Data excerpts
● ● ● ●

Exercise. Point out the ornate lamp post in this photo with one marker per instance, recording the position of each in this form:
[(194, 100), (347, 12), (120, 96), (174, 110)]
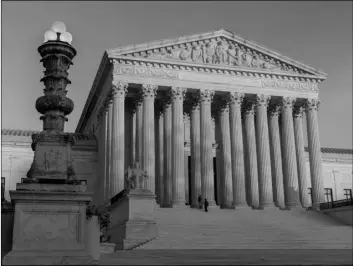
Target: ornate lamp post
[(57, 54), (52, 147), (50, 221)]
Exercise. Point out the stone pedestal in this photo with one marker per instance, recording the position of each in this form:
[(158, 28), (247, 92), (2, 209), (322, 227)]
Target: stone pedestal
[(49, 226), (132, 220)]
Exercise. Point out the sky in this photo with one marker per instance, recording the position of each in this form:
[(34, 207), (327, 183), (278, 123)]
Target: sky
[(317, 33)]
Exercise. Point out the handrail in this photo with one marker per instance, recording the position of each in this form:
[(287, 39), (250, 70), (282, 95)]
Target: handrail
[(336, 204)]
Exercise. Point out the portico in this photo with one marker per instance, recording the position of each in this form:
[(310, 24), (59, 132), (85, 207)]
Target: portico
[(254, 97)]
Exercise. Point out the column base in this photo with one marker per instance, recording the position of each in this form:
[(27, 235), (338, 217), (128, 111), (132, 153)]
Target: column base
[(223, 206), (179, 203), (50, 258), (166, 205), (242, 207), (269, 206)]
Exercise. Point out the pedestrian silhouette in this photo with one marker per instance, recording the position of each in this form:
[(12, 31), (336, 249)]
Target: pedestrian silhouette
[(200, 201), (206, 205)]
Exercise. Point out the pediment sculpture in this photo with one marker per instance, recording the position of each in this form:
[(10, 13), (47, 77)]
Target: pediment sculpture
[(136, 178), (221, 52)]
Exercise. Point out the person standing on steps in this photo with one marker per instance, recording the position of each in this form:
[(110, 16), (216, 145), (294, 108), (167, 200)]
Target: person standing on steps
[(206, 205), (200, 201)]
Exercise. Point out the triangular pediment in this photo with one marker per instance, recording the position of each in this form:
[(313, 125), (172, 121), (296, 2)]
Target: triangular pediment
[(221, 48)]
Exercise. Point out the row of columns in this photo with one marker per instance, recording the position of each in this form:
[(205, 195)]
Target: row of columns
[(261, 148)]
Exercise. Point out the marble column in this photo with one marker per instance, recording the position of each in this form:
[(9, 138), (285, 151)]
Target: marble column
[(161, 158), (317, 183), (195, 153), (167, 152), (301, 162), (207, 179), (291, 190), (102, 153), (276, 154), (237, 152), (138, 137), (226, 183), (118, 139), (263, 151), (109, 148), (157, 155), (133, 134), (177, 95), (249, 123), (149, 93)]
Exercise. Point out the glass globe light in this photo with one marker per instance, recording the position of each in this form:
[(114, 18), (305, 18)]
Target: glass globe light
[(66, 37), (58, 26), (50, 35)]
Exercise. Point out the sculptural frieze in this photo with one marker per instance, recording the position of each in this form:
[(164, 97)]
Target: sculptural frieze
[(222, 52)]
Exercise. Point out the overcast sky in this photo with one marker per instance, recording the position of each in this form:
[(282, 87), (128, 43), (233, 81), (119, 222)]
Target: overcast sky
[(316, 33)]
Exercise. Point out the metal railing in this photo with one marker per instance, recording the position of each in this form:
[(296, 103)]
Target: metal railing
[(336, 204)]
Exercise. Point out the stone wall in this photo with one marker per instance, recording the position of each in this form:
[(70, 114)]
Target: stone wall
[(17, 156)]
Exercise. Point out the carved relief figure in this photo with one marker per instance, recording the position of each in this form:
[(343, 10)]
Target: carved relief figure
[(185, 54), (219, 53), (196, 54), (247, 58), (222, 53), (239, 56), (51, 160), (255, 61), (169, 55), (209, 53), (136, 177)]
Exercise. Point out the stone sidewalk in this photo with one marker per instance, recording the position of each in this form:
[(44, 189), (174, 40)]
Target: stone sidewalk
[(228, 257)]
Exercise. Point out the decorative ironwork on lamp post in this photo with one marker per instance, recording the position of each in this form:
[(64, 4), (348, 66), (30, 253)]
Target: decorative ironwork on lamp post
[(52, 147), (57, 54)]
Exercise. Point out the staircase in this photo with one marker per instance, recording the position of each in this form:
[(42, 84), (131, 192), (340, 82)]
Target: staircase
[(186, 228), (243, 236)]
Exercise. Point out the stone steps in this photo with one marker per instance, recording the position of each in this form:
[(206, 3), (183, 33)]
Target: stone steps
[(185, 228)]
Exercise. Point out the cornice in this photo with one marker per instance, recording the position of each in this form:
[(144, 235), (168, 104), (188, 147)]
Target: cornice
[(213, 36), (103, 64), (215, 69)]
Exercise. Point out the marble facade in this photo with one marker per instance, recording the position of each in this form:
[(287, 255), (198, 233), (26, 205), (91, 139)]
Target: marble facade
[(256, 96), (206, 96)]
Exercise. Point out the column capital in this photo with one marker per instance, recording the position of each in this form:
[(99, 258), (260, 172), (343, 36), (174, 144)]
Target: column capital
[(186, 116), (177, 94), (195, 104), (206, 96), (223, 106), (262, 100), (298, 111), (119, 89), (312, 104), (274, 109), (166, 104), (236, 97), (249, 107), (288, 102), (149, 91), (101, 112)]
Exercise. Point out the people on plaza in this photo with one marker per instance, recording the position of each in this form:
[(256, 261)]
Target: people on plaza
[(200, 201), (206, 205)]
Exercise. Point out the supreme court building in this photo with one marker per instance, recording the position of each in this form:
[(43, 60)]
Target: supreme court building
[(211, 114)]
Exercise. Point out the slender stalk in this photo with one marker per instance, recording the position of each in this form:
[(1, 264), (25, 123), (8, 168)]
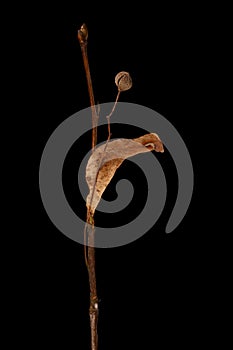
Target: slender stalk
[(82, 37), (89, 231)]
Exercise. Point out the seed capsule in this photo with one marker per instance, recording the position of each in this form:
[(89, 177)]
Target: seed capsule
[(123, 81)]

● ● ● ●

Pictures aside, retype the entries above exactly as they are.

**Completed exercise**
Exercise. Point out the ornate lamp post in this photo with one marker per instance, recording the position of each in this form:
[(194, 100), (347, 12), (120, 96), (174, 110)]
Target: ornate lamp post
[(57, 54), (52, 147), (50, 221)]
Exercise. Point out the stone pedestal in this photo with one marker per instance, recording the position of each in this form:
[(158, 28), (247, 92), (2, 209), (322, 227)]
Target: stone pedestal
[(49, 226), (132, 220)]
Exercise. Point out the sky in this photo with one marker per instance, recording the position of each in this form:
[(34, 207), (327, 183), (278, 123)]
Target: sky
[(317, 33)]
Exercise. Point out the handrail in this photo with one marker per instance, recording the position of each in this form:
[(287, 39), (250, 70), (282, 95)]
Target: handrail
[(336, 204)]
Exercise. Point out the portico in this photo with one marker per instance, recording the position of each in this form:
[(310, 24), (59, 132), (85, 207)]
Target: portico
[(254, 97)]
Exercise. Point out the column base in this photo with one marker per instance, recording the position of each in this form:
[(27, 235), (338, 217), (128, 111), (132, 153)]
Target: column base
[(223, 206), (179, 203), (50, 258), (166, 205), (242, 207), (269, 206)]
Exercise. Point out the pedestrian silhouette in this photo with one marker per instance, recording the position of each in this form:
[(12, 31), (336, 249)]
Target: pedestrian silhouette
[(200, 201), (206, 205)]
Exercise. Point out the pediment sculpture in this photo with one marker per instance, recording the position of each in this form:
[(10, 13), (47, 77)]
Target: pediment sculpture
[(136, 178), (221, 52)]
Exercise. Point out the person standing on steps in this photo with one marker per instance, recording the position of each in this form:
[(110, 16), (216, 145), (294, 108), (167, 200)]
Target: person standing on steps
[(206, 205), (200, 201)]
Exercise. Point out the triangular pediment in this photo with one marker per instance, recording the position of each in this form:
[(313, 125), (172, 121), (296, 2)]
Target: triangular pediment
[(221, 48)]
Exercise. Point out the row of columns in this photo with one marker per instance, recording the position of each in this form:
[(205, 195)]
Target: row of columns
[(261, 148)]
Exercise. Point out the marble column in this photo with one marker per instance, recording the position of each in this form:
[(9, 138), (285, 151)]
Target: marble column
[(161, 158), (317, 183), (195, 153), (167, 152), (301, 162), (207, 179), (291, 190), (102, 153), (276, 154), (237, 152), (138, 137), (226, 183), (118, 139), (263, 151), (109, 148), (157, 155), (133, 134), (177, 95), (249, 123), (149, 93)]
Exercise. Point out the glass globe light in this photo with one marker per instance, recording the position of each in this form:
[(114, 18), (305, 18)]
Target: glass globe light
[(66, 37), (58, 26), (50, 35)]
Exercise. Point out the sculptural frieze in this photo with one marker per instance, recording the position of each in this form:
[(164, 97)]
Target: sculptural frieze
[(222, 52)]
Exercise. Point out the overcast sky in this photo with one marker per instance, recording the position of each in this form:
[(282, 87), (128, 43), (233, 81), (119, 222)]
Target: overcast sky
[(316, 33)]
Exercise. Point out the metal railing in this photo with one marker per instance, recording the position of each in this form:
[(296, 103)]
Target: metal railing
[(336, 204)]
Exercise. Point out the stone wall in this photo with one marker per instance, recording the position of each in this form:
[(70, 114)]
Target: stone wall
[(17, 156)]
Exercise. Point out the carved relief figure in this photo with one marker per instance, recording the position of each in this form:
[(343, 10)]
Target: carved relief figure
[(185, 54), (219, 53), (196, 54), (247, 58), (222, 53), (239, 56), (51, 160), (255, 61), (169, 55), (209, 53), (136, 177)]
Exercise. Point out the stone sidewalk in this photo with one marker per instance, recording the position of each in this form:
[(44, 189), (174, 40)]
Target: stone sidewalk
[(228, 257)]
Exercise. Point out the decorative ironwork on lamp post in this photo with one marker per instance, recording the position of each in this form:
[(64, 4), (348, 66), (30, 253)]
Target: decorative ironwork on lamp post
[(52, 147), (57, 54)]
Exercise. Point out the staircase in this photo with one marker per instance, recording the position of each in this form:
[(42, 84), (131, 192), (340, 82)]
Target: staircase
[(186, 228), (243, 236)]
Exercise. Point out the stone steps in this photo with one marker per instance, recording the position of each in this form:
[(206, 3), (183, 33)]
Target: stone steps
[(185, 228)]
Exercise. Point out the cornice in this photo with one marker per instance, recording the position of each in this form:
[(144, 235), (168, 104), (188, 147)]
Target: cornice
[(213, 36), (103, 64), (215, 69)]
Exercise. Point out the marble facade in this photo with one marker per instance, recording the position of each in this form:
[(287, 255), (198, 233), (26, 205), (91, 139)]
Target: marble facade
[(256, 96), (206, 96)]
Exercise. Point out the column capital in this photo with one marker per instance, recording the position of each in this form:
[(99, 258), (260, 172), (343, 36), (174, 144)]
Target: column capital
[(186, 116), (177, 94), (195, 104), (206, 96), (223, 106), (262, 100), (298, 111), (119, 89), (312, 104), (274, 109), (166, 104), (236, 97), (249, 107), (288, 102), (149, 91), (101, 112)]
Exercise. Point out the people on plaza in this photo with one marker per instance, recording the position of each in this form:
[(256, 261)]
Target: people on plaza
[(200, 201), (206, 205)]
Exercise. Point out the supreme court building in this photo with one marker per instance, recording the position of each in this form:
[(43, 60)]
Target: supreme court building
[(211, 114)]
Exercise. Point out the slender stalk in this photo with one marker per instance, recording the position of each in this form:
[(1, 264), (25, 123), (8, 168)]
Target: slender stalk
[(82, 37), (89, 231)]
Exercise. Point out the seed capsule in this photo with one marker per instance, recording the position of each in this form:
[(89, 177)]
Target: seed capsule
[(123, 81)]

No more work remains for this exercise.